- [Problem statement]
In the entries below, render everything from the line containing "[trace] lifeguard tower" down to the last line as a JSON list of strings, one string per line, with blank lines omitted.
• • • • •
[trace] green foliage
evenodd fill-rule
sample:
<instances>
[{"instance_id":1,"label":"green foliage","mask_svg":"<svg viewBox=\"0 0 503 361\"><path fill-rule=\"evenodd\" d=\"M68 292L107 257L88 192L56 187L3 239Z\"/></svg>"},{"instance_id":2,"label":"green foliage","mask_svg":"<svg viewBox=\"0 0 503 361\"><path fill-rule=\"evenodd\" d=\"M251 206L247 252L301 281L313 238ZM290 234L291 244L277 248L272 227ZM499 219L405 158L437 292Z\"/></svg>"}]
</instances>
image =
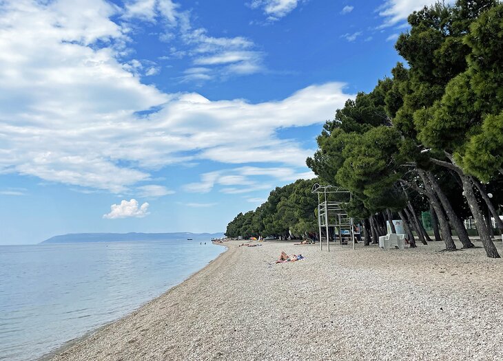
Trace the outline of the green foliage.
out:
<instances>
[{"instance_id":1,"label":"green foliage","mask_svg":"<svg viewBox=\"0 0 503 361\"><path fill-rule=\"evenodd\" d=\"M502 146L503 112L487 116L482 133L472 137L463 157L458 154L456 158L469 173L488 182L495 171L503 168Z\"/></svg>"},{"instance_id":2,"label":"green foliage","mask_svg":"<svg viewBox=\"0 0 503 361\"><path fill-rule=\"evenodd\" d=\"M318 199L311 194L318 179L298 179L272 190L267 201L255 211L240 213L227 225L225 234L247 239L259 236L298 236L316 232L318 219L315 209Z\"/></svg>"}]
</instances>

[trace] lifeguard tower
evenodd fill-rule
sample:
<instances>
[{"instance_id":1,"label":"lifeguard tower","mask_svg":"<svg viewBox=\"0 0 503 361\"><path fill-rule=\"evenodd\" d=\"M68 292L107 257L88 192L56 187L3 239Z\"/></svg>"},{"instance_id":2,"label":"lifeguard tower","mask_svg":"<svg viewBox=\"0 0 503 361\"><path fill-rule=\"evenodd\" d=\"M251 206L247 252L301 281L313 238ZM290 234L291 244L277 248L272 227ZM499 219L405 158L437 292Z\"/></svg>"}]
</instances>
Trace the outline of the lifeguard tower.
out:
<instances>
[{"instance_id":1,"label":"lifeguard tower","mask_svg":"<svg viewBox=\"0 0 503 361\"><path fill-rule=\"evenodd\" d=\"M320 231L320 249L323 250L322 229L325 228L327 239L327 250L330 252L330 232L336 232L340 245L353 243L355 249L354 220L347 215L345 205L353 198L351 193L342 187L313 185L311 193L318 195L318 226ZM345 241L345 239L347 241Z\"/></svg>"}]
</instances>

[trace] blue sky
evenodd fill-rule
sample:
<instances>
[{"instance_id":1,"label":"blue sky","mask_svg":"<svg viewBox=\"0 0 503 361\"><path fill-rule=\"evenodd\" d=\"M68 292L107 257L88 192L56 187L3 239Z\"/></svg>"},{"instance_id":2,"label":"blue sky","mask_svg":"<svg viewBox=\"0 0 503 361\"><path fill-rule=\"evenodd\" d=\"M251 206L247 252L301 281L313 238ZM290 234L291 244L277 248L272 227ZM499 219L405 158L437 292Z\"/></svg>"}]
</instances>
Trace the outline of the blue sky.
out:
<instances>
[{"instance_id":1,"label":"blue sky","mask_svg":"<svg viewBox=\"0 0 503 361\"><path fill-rule=\"evenodd\" d=\"M313 176L426 0L0 3L0 244L220 232Z\"/></svg>"}]
</instances>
• • • • •
- [Exercise response]
[
  "[trace] lifeguard tower",
  "evenodd fill-rule",
  "sample:",
  "<instances>",
  "[{\"instance_id\":1,\"label\":\"lifeguard tower\",\"mask_svg\":\"<svg viewBox=\\\"0 0 503 361\\\"><path fill-rule=\\\"evenodd\\\" d=\\\"M68 292L107 257L88 192L56 187L3 239Z\\\"/></svg>\"},{\"instance_id\":2,\"label\":\"lifeguard tower\",\"mask_svg\":\"<svg viewBox=\\\"0 0 503 361\\\"><path fill-rule=\\\"evenodd\\\" d=\\\"M251 206L247 252L301 281L313 238ZM290 234L291 244L277 248L272 227ZM499 219L405 158L437 292Z\\\"/></svg>\"}]",
  "</instances>",
  "Trace the outline of the lifeguard tower.",
  "out:",
  "<instances>",
  "[{\"instance_id\":1,\"label\":\"lifeguard tower\",\"mask_svg\":\"<svg viewBox=\\\"0 0 503 361\\\"><path fill-rule=\\\"evenodd\\\" d=\\\"M320 231L320 249L323 250L322 229L325 228L327 239L327 250L330 252L330 232L336 232L340 245L353 243L355 249L354 220L347 215L345 205L353 198L351 193L342 187L313 185L311 193L318 195L318 226ZM345 241L345 239L347 241Z\\\"/></svg>\"}]",
  "</instances>",
  "[trace] blue sky",
  "evenodd fill-rule",
  "sample:",
  "<instances>",
  "[{\"instance_id\":1,\"label\":\"blue sky\",\"mask_svg\":\"<svg viewBox=\\\"0 0 503 361\\\"><path fill-rule=\\\"evenodd\\\" d=\\\"M68 292L107 257L88 192L56 187L3 239Z\\\"/></svg>\"},{\"instance_id\":2,\"label\":\"blue sky\",\"mask_svg\":\"<svg viewBox=\\\"0 0 503 361\\\"><path fill-rule=\\\"evenodd\\\" d=\\\"M251 206L247 252L301 281L313 238ZM290 234L291 244L277 248L272 227ZM499 219L405 158L437 292Z\\\"/></svg>\"}]",
  "</instances>",
  "Trace the outline of the blue sky.",
  "out:",
  "<instances>",
  "[{\"instance_id\":1,\"label\":\"blue sky\",\"mask_svg\":\"<svg viewBox=\\\"0 0 503 361\\\"><path fill-rule=\\\"evenodd\\\" d=\\\"M313 176L426 0L0 3L0 244L220 232Z\\\"/></svg>\"}]",
  "</instances>"
]